**PROBLEM TO WORK ON**
Can you convert the lines below, from the one containing "Find the black tail" through the final line, inclusive, into a numbered list, leaving out any blank lines?

## START RAW DATA

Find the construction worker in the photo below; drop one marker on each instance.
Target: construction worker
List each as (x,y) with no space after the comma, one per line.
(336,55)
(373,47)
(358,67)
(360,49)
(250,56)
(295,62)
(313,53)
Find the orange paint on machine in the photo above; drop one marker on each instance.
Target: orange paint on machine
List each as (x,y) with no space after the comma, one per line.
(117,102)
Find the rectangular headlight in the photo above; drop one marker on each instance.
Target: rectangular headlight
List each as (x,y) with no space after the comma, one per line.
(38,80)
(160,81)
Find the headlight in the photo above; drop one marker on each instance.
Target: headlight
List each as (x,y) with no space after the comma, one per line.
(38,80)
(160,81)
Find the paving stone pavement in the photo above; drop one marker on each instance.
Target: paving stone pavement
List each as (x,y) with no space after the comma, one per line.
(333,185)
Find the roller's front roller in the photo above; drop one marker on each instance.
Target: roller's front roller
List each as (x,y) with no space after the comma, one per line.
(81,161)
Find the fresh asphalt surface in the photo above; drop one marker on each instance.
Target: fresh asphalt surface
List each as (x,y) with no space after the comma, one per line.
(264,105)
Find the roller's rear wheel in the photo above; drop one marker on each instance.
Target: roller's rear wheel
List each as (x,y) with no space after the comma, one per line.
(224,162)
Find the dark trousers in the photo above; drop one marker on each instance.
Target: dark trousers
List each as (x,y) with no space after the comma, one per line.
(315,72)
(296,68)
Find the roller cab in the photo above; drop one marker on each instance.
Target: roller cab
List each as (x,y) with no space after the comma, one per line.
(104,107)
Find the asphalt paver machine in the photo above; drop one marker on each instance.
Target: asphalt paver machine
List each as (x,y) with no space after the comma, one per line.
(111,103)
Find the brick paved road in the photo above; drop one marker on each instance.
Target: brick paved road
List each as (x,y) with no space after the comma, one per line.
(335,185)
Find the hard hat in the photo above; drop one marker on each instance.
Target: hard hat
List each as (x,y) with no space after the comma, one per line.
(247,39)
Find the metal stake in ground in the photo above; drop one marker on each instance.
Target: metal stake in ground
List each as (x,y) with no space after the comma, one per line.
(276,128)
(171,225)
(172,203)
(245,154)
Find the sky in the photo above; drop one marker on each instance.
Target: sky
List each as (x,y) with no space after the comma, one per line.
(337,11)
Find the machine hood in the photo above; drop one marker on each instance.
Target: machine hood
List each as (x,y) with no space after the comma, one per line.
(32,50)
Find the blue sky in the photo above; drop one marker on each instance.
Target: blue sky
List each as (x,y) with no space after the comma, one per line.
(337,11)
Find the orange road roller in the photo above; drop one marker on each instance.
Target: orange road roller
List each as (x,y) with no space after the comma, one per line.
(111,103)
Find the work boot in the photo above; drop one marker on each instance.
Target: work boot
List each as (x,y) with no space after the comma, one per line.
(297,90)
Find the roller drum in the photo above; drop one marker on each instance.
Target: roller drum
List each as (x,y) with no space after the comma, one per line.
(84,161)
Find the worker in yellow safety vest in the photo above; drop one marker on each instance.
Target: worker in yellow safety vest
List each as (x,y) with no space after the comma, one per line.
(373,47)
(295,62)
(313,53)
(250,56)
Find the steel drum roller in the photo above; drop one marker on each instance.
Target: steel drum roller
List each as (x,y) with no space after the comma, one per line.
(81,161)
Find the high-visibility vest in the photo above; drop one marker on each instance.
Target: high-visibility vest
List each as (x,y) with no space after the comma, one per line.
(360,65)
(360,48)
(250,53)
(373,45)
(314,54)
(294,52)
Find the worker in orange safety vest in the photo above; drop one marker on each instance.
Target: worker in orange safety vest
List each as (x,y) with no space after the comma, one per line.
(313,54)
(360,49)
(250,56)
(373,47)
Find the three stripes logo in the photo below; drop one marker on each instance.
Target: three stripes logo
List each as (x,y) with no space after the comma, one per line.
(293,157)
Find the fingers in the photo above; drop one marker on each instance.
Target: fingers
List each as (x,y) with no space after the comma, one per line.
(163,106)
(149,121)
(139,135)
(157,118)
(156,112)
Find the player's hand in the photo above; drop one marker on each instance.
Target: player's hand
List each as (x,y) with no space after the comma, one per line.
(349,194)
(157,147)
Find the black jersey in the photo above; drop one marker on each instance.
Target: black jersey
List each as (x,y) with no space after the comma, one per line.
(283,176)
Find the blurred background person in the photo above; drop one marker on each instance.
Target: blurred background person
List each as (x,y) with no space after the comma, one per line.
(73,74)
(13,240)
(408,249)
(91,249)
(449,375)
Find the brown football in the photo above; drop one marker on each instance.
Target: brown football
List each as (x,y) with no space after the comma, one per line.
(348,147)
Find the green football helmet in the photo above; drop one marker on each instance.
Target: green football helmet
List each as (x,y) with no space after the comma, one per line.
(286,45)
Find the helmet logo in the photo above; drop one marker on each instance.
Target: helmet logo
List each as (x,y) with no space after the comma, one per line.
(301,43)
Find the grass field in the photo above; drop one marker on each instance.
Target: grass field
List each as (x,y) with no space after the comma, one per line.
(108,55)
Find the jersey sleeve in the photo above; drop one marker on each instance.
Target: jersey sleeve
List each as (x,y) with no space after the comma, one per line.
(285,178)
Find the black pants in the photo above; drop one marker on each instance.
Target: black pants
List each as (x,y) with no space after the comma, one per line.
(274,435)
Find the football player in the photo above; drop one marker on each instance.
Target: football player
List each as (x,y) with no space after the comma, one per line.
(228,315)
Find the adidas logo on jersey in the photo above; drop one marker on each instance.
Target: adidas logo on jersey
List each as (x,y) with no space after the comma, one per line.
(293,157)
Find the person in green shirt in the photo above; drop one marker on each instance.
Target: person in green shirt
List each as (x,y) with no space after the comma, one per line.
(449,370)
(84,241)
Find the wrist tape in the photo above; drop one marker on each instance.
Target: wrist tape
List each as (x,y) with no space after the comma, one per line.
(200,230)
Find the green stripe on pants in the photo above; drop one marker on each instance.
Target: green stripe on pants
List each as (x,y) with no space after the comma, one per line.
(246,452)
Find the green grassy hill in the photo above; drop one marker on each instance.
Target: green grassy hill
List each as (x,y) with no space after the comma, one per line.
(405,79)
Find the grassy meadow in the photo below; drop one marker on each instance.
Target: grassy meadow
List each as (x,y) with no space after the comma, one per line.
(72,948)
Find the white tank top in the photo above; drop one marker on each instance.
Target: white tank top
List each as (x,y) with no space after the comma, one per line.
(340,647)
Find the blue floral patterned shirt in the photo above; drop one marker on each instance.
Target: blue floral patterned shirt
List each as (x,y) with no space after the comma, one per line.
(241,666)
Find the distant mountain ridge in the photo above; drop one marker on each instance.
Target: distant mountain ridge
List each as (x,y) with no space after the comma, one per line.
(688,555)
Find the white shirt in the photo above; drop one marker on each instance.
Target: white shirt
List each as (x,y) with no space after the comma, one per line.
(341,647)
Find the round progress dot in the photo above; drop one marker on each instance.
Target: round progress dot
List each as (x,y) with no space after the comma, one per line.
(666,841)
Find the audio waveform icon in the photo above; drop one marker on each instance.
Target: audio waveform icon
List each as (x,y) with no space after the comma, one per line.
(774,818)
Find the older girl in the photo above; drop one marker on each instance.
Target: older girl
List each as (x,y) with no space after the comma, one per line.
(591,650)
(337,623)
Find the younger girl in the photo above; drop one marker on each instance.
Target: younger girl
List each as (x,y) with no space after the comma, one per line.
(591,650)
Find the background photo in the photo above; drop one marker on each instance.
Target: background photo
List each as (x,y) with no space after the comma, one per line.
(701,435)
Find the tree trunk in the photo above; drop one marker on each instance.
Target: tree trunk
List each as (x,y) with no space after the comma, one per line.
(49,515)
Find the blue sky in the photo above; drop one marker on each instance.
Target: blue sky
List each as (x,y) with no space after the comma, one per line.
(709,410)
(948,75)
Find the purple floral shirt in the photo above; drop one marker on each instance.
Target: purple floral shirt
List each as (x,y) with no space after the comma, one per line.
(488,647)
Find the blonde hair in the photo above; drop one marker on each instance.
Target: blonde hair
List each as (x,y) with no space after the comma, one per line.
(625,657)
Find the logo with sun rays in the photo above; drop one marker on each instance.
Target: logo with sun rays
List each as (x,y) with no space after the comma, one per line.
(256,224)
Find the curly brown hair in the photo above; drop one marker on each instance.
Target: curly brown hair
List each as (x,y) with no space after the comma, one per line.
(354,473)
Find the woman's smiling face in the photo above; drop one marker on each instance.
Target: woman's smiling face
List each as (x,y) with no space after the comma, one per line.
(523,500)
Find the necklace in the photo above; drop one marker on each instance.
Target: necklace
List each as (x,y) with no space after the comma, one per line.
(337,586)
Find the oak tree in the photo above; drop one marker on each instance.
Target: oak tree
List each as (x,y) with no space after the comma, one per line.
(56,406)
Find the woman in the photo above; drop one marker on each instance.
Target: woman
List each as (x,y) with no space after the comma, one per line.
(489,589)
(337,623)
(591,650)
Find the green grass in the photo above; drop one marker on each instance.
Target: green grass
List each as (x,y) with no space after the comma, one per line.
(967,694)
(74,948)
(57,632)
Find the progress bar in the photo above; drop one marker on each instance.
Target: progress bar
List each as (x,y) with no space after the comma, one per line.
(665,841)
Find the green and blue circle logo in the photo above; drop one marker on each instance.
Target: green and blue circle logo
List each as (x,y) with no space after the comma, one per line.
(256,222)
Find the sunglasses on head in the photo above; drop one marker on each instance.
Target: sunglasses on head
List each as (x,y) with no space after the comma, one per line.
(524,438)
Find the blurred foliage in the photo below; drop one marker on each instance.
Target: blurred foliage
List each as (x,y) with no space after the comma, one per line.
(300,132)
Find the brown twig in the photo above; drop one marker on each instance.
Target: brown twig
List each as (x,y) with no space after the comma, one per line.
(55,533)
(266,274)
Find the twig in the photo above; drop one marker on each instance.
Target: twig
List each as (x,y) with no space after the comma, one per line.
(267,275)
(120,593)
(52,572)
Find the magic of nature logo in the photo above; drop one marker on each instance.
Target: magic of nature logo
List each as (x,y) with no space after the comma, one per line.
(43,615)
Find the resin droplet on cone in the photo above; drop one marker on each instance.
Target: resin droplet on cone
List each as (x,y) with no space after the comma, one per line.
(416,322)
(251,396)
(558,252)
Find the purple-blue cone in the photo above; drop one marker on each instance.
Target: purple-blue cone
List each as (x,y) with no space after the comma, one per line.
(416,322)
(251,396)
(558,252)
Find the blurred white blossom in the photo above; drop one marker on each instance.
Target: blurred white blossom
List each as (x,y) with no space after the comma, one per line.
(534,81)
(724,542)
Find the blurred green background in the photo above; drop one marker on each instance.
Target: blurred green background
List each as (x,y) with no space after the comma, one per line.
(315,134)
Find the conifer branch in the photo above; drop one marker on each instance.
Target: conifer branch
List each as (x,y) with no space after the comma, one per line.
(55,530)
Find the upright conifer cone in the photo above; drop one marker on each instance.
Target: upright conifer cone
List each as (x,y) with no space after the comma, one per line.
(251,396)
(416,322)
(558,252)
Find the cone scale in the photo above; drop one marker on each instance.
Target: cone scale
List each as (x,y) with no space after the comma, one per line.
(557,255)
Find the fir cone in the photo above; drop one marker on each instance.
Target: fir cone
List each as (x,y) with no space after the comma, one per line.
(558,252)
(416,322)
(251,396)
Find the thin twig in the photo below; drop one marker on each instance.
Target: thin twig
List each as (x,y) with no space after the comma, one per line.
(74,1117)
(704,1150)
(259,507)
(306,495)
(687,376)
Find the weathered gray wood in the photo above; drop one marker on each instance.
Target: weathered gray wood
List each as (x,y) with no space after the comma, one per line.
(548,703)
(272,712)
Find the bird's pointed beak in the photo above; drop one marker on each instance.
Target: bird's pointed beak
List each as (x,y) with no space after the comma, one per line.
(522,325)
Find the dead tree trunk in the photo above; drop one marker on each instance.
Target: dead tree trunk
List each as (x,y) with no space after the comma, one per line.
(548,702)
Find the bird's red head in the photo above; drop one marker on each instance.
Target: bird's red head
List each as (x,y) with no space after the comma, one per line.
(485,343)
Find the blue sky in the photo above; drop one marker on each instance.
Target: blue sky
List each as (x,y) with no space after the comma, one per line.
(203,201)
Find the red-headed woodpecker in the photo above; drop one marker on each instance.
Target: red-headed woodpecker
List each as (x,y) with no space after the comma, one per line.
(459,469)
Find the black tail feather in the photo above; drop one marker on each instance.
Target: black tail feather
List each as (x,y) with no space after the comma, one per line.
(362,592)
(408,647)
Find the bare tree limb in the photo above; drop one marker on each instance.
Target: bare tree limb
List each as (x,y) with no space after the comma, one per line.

## END RAW DATA

**RESPONSE BELOW**
1. Find the black tail feather in the photo above; drop one marker on each instance.
2. Target: black tail feather
3. List each as (x,y) with no space after the comma, one per line.
4. (362,592)
5. (408,647)
6. Find the bare tree limb in the photo above; drop one marker on each instance.
7. Target: bare tree limb
8. List each as (x,y) with no space after the comma, one per line.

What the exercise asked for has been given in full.